EXTRACTED TEXT
If a highlight film were shown to a symposium of rookie coaches, the Bengals would be featured as a benchmark of how to flawlessly orchestrate one of the league's worst offenses. Take the team's first six possessions. Even though the Bengals started the game with an 18-yard pass to Chad Johnson, the Bengals recorded 20 yards total, on 19 plays; two drives gained negative yards, all ending in punts. During a stretch of nine possessions, the Bengals ran three-plays-and-punt eight times picking up five total yards. Ryan Fitzpatrick sneaked on a third-and-short scenario converting the Bengals first third-down situation with 13 minutes left in the game.
You know an offense is bad when they...
- ...pick up only six total first downs.
- ...only convert two third downs out of 15.
- ...have the ball for 21:02 of offense.
- ...go for it on fourth down, while on their own-20 yard line to prevent Kyle Larson from setting a new record of most punts in a game.

GIVEN ENTRIES

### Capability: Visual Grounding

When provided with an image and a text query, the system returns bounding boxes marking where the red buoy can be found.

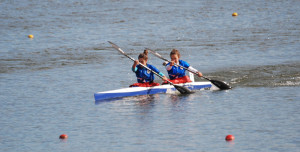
[59,134,68,139]
[225,135,234,141]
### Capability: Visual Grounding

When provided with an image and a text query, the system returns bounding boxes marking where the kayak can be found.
[94,81,219,101]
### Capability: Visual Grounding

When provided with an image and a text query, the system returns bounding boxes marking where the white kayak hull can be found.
[94,82,218,101]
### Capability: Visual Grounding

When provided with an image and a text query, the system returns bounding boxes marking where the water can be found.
[0,0,300,151]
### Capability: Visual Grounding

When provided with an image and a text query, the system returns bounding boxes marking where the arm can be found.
[188,66,202,77]
[131,60,140,72]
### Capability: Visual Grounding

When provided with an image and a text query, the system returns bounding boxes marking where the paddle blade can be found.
[174,85,194,94]
[209,80,231,90]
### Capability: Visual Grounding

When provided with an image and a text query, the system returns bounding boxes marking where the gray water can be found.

INSTRUCTIONS
**A.** Please list every person named in the Bengals passage.
**B.** Extend the Bengals passage from its final line, keeping its tone.

RESPONSE LIST
**A.** Chad Johnson, Ryan Fitzpatrick, Kyle Larson

**B.**
Mark the entire offense "terrible" across the board. Passes batted at the line of scrimmage, fumbling the football without contact, throwing a dud when he meant to double-clutch, Ryan Fitzpatrick is not an NFL quarterback, personally nominating him among the worst quarterbacks in Bengals history; notably those played in the 90s not named Boomer Esiason. With three minutes left in the game, Fitzpatrick was finally pulled for Cincinnati's most popular younger brother, Jordan Palmer. His first attempted pass, and only completion in the game, went for a pick-six to safety Jim Leonard; his first interception of the year and career touchdown. Center Eric Ghiaciuc doesn't belong in the NFL either, and if all things being equal, Nate Livings proves he's a third guard on the depth chart. Injuries force Livings into the lineup, stupidity forces Ghiaciuc. And I believe that Chad Johnson is simply going through the motions, Chris Henry was given a spot on this team, not through performance or talent, rather size and that Ben Utecht is just as disappointing as any in the NFL.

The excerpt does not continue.